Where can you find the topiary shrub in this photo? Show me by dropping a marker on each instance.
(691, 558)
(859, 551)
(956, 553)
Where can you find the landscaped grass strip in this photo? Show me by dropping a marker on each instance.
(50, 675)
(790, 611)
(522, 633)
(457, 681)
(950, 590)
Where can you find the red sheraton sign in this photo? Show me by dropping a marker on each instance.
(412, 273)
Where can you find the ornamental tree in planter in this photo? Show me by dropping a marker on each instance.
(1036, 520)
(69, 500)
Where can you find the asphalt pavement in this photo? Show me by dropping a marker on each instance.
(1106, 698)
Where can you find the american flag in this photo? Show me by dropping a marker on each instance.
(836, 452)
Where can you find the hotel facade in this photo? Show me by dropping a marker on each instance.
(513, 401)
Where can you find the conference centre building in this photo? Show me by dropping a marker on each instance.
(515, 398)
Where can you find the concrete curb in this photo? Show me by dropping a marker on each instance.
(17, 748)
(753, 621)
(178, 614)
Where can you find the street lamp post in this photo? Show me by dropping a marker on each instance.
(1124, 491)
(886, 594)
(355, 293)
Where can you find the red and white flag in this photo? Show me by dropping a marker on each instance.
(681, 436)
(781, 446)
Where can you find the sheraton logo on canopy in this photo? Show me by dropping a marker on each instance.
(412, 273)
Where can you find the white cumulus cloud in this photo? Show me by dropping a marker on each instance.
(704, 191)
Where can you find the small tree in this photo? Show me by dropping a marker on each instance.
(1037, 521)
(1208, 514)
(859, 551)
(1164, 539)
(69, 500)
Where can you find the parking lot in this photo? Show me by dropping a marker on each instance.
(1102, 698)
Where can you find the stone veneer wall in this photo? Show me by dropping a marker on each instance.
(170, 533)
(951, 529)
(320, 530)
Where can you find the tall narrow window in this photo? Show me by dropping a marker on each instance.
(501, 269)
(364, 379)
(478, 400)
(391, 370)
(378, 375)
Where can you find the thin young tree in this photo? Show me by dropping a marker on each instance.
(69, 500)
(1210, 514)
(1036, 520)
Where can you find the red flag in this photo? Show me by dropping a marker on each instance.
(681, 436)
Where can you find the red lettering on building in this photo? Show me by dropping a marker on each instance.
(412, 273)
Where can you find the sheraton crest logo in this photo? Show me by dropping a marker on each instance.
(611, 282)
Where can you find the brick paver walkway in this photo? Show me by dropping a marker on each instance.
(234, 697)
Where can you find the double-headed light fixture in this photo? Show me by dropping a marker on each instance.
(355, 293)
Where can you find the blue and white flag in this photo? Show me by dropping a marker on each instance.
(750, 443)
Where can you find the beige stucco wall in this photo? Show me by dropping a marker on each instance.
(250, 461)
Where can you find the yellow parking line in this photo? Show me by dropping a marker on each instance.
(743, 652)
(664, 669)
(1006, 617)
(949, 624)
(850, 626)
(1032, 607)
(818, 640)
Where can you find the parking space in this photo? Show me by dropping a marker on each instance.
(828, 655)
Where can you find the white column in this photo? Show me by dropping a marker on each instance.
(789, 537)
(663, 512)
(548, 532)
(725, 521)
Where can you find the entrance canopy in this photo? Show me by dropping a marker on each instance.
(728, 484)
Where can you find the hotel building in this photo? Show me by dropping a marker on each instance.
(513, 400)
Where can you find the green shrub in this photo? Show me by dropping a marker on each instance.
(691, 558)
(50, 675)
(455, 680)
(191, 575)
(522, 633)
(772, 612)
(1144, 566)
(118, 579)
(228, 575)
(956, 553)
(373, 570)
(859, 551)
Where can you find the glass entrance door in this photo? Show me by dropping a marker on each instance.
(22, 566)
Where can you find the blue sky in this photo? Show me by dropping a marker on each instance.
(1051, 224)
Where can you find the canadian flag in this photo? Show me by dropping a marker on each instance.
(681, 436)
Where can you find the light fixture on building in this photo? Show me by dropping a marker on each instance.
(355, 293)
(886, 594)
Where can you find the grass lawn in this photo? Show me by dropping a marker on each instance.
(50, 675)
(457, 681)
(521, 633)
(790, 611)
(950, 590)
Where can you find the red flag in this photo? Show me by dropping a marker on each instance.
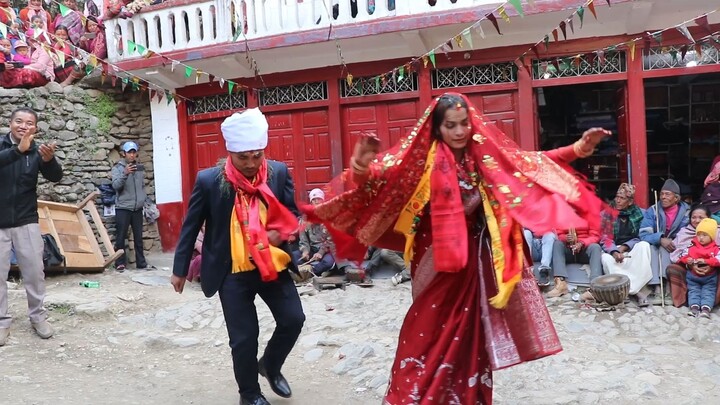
(493, 20)
(591, 6)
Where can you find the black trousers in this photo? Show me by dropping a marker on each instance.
(123, 220)
(237, 296)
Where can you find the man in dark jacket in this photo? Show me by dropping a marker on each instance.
(247, 205)
(21, 159)
(128, 180)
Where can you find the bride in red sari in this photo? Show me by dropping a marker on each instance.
(453, 195)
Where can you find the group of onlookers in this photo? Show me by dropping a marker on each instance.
(39, 49)
(669, 241)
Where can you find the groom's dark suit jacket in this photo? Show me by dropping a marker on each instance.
(212, 203)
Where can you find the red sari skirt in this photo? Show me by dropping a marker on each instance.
(22, 78)
(452, 338)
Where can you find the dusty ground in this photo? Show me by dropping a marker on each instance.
(132, 343)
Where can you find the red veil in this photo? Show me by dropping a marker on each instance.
(522, 187)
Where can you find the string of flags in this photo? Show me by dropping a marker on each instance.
(647, 39)
(92, 62)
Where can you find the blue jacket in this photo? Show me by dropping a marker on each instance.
(212, 203)
(648, 229)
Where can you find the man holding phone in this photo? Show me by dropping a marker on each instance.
(128, 180)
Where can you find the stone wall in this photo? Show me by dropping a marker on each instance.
(89, 127)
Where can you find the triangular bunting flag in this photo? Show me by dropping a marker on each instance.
(493, 20)
(591, 7)
(478, 29)
(581, 14)
(503, 14)
(518, 7)
(563, 29)
(64, 10)
(468, 37)
(686, 32)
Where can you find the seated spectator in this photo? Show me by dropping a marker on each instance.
(93, 39)
(316, 246)
(541, 247)
(34, 8)
(624, 252)
(676, 272)
(38, 73)
(711, 194)
(395, 259)
(672, 215)
(22, 53)
(71, 22)
(702, 259)
(579, 246)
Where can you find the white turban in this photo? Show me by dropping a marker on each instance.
(317, 193)
(245, 131)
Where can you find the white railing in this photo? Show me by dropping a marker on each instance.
(206, 23)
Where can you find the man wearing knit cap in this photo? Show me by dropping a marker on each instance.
(671, 214)
(247, 205)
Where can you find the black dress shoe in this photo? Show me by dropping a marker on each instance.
(255, 400)
(278, 383)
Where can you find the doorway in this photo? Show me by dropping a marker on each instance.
(565, 112)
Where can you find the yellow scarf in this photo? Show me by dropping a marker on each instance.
(239, 248)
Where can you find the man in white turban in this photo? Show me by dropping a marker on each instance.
(247, 205)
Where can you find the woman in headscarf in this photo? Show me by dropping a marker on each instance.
(34, 8)
(624, 252)
(711, 194)
(457, 186)
(676, 271)
(71, 21)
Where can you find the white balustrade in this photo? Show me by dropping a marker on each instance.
(213, 22)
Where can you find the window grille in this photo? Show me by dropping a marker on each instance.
(295, 93)
(370, 85)
(589, 64)
(474, 75)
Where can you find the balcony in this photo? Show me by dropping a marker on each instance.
(179, 25)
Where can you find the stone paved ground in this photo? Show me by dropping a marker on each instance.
(134, 341)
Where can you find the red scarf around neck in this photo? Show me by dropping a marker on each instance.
(247, 208)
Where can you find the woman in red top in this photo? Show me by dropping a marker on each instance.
(454, 192)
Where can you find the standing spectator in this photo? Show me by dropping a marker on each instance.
(248, 207)
(128, 177)
(21, 159)
(672, 214)
(703, 260)
(541, 250)
(34, 8)
(316, 246)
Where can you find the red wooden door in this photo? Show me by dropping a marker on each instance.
(500, 108)
(389, 120)
(207, 145)
(301, 139)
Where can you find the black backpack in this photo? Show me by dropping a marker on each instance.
(51, 252)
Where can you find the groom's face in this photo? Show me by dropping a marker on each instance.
(248, 163)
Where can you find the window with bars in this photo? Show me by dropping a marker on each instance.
(370, 85)
(295, 93)
(474, 75)
(220, 102)
(585, 65)
(667, 57)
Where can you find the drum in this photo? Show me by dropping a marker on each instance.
(610, 288)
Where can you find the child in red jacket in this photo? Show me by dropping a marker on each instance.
(702, 258)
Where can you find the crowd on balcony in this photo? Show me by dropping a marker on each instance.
(29, 53)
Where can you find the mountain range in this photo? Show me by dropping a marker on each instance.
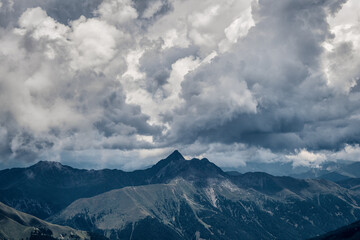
(180, 199)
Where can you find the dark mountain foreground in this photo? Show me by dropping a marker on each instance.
(180, 199)
(17, 225)
(349, 232)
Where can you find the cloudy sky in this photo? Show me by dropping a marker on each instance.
(122, 83)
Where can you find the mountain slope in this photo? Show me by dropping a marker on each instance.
(17, 225)
(349, 232)
(23, 188)
(219, 209)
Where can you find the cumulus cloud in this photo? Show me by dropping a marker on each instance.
(267, 81)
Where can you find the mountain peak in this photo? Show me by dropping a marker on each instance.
(176, 155)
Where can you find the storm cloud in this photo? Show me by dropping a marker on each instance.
(127, 81)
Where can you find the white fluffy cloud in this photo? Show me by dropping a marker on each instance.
(266, 81)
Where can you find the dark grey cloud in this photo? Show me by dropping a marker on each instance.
(280, 62)
(270, 79)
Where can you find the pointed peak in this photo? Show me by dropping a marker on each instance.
(176, 155)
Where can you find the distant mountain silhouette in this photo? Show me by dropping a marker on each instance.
(180, 199)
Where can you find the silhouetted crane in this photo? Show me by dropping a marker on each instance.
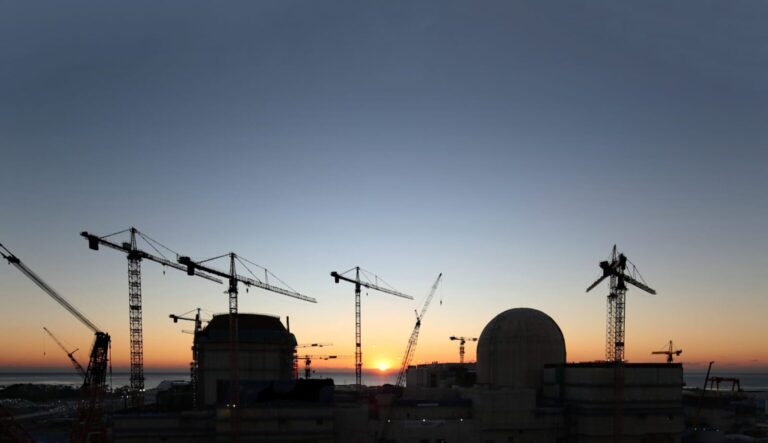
(234, 278)
(462, 342)
(78, 367)
(410, 349)
(135, 256)
(194, 365)
(89, 425)
(668, 352)
(358, 325)
(616, 271)
(295, 367)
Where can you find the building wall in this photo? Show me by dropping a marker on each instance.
(265, 352)
(256, 362)
(649, 401)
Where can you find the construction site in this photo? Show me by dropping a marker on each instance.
(251, 378)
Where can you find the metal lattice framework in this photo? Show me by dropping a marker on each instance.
(135, 323)
(619, 275)
(358, 321)
(410, 349)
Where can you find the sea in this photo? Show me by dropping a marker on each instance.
(152, 379)
(750, 381)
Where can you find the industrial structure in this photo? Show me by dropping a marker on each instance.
(233, 337)
(245, 384)
(358, 322)
(410, 349)
(136, 330)
(619, 275)
(669, 352)
(462, 342)
(89, 425)
(520, 390)
(70, 354)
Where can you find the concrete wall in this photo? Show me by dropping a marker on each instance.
(256, 361)
(647, 407)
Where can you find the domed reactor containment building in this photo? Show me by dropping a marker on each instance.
(521, 390)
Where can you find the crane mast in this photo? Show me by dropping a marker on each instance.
(462, 341)
(670, 352)
(410, 349)
(194, 365)
(89, 424)
(135, 256)
(616, 271)
(358, 321)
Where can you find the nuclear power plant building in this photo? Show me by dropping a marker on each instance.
(521, 390)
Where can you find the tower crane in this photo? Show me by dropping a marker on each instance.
(135, 256)
(462, 342)
(308, 362)
(616, 271)
(194, 364)
(668, 352)
(410, 349)
(78, 367)
(89, 425)
(358, 329)
(234, 278)
(296, 354)
(196, 319)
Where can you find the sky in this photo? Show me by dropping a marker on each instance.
(507, 144)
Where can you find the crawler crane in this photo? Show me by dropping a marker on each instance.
(89, 425)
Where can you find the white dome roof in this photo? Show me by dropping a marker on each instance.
(514, 347)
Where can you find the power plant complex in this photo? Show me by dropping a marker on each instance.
(245, 384)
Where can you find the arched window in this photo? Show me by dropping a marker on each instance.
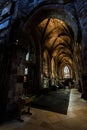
(66, 72)
(27, 56)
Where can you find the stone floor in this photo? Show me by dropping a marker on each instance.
(76, 118)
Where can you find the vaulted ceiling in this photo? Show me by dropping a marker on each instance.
(57, 40)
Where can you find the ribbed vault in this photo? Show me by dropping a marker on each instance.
(57, 40)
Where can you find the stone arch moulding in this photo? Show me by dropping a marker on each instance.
(53, 11)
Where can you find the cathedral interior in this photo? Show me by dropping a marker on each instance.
(43, 44)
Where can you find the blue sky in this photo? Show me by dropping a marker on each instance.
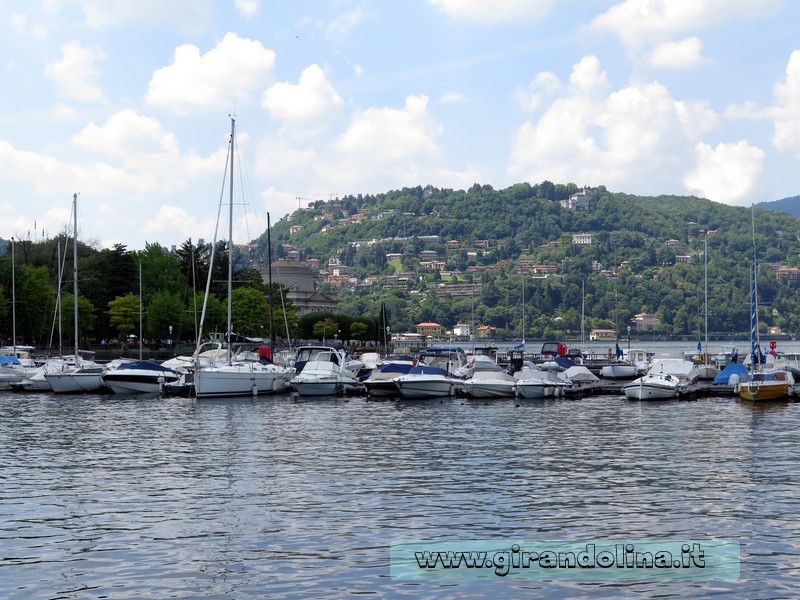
(127, 103)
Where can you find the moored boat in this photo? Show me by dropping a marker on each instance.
(323, 370)
(139, 377)
(424, 381)
(653, 386)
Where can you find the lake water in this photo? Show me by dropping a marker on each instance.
(117, 497)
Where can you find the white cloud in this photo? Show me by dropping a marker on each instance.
(380, 149)
(636, 138)
(75, 74)
(544, 87)
(728, 173)
(228, 74)
(685, 54)
(248, 8)
(387, 135)
(638, 22)
(309, 103)
(178, 223)
(495, 11)
(786, 113)
(127, 134)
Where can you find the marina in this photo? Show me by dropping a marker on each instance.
(126, 496)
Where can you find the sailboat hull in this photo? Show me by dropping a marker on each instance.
(240, 380)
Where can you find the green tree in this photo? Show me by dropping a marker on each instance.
(358, 331)
(325, 329)
(164, 310)
(250, 312)
(123, 313)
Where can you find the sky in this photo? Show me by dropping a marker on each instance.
(129, 103)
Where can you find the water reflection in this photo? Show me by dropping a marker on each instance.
(301, 497)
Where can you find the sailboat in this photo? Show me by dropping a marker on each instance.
(761, 384)
(81, 375)
(237, 376)
(708, 371)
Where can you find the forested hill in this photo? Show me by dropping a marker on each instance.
(644, 255)
(790, 205)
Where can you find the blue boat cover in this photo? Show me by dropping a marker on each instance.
(144, 365)
(732, 369)
(425, 370)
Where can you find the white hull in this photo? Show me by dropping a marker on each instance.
(652, 388)
(486, 388)
(381, 388)
(75, 383)
(618, 371)
(534, 391)
(318, 386)
(139, 383)
(239, 380)
(424, 386)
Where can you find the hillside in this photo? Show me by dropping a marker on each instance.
(789, 205)
(644, 256)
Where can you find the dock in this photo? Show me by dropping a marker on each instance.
(686, 392)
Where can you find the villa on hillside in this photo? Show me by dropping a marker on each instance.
(602, 335)
(429, 329)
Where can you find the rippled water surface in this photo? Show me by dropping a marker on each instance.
(105, 496)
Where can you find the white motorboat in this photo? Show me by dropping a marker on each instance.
(322, 370)
(85, 375)
(380, 382)
(423, 381)
(139, 377)
(534, 384)
(241, 375)
(240, 378)
(87, 378)
(653, 386)
(488, 380)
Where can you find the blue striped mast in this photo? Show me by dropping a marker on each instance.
(758, 357)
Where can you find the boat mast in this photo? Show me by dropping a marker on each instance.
(140, 310)
(75, 267)
(13, 299)
(230, 248)
(583, 314)
(705, 256)
(269, 270)
(754, 339)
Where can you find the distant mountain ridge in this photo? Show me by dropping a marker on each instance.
(789, 205)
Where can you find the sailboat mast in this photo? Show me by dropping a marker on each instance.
(13, 299)
(230, 246)
(140, 311)
(754, 340)
(269, 270)
(583, 313)
(705, 256)
(75, 266)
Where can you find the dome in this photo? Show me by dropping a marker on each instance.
(292, 274)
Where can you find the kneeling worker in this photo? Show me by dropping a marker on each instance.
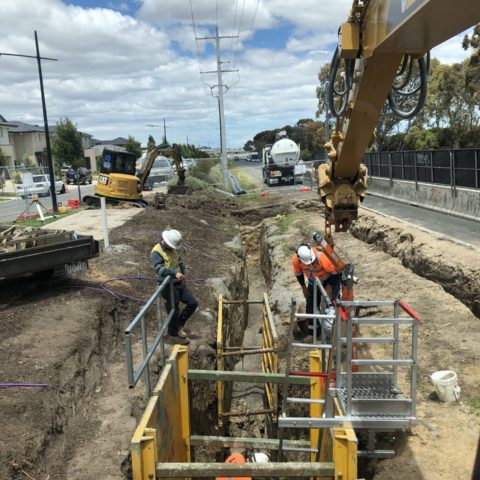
(309, 262)
(167, 262)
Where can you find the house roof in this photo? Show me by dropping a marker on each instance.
(22, 127)
(119, 142)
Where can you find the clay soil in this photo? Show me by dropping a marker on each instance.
(67, 334)
(60, 333)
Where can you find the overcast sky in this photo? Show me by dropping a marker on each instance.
(123, 65)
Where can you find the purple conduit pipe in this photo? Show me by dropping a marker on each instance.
(7, 385)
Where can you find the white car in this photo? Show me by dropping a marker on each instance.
(38, 185)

--

Give back, exactly and with nothing added, the lines from the line with "Where can you find the rippled" through the final line of the data, both included; leave pictures out.

Written answer
Where can you find the rippled water surface in this photo? Show me by dropping a marker on each instance.
(105, 496)
Where can you find the white motorboat in this photo? Show me by dropping a marker on each instance.
(322, 370)
(85, 375)
(380, 382)
(423, 381)
(139, 377)
(534, 384)
(241, 375)
(240, 378)
(87, 378)
(653, 386)
(488, 380)
Where can you find the blue striped mast in this photo? Show me by dropping a marker on each instance.
(758, 357)
Where can you find the boat mast in this photo? Show me by dropping a marker on each instance.
(140, 310)
(75, 267)
(13, 299)
(230, 248)
(583, 314)
(705, 256)
(269, 270)
(754, 339)
Where can you find the distant mountain ridge in this photo? Show me by dropping a marker on each instance.
(789, 205)
Where can you find the sailboat mast in this photo? Show me by dropping a marker on each instance.
(13, 299)
(230, 246)
(140, 311)
(754, 340)
(269, 270)
(583, 313)
(705, 256)
(75, 266)
Where can you find the dome in this photo? Show me by dropping a marker on each instance.
(292, 274)
Where can you find the kneeling worker in this photo? Show me by dropping a marker on each instance.
(309, 262)
(167, 262)
Where can you find the house roof in this photo? Show me by dropping a marker on each instance.
(22, 127)
(119, 142)
Where can you find the clay soil in this photo? Show me by dropping a marker on each instance.
(67, 334)
(60, 333)
Where can you find the overcast sky in this photo? Show me by dropping a marker on each instance.
(123, 65)
Where can you find the purple conduit pipe in this photo? Show me by dropping a marker on each instance.
(7, 385)
Where can you find the white car in this photo? Show me by dropping a marker on each instance.
(38, 185)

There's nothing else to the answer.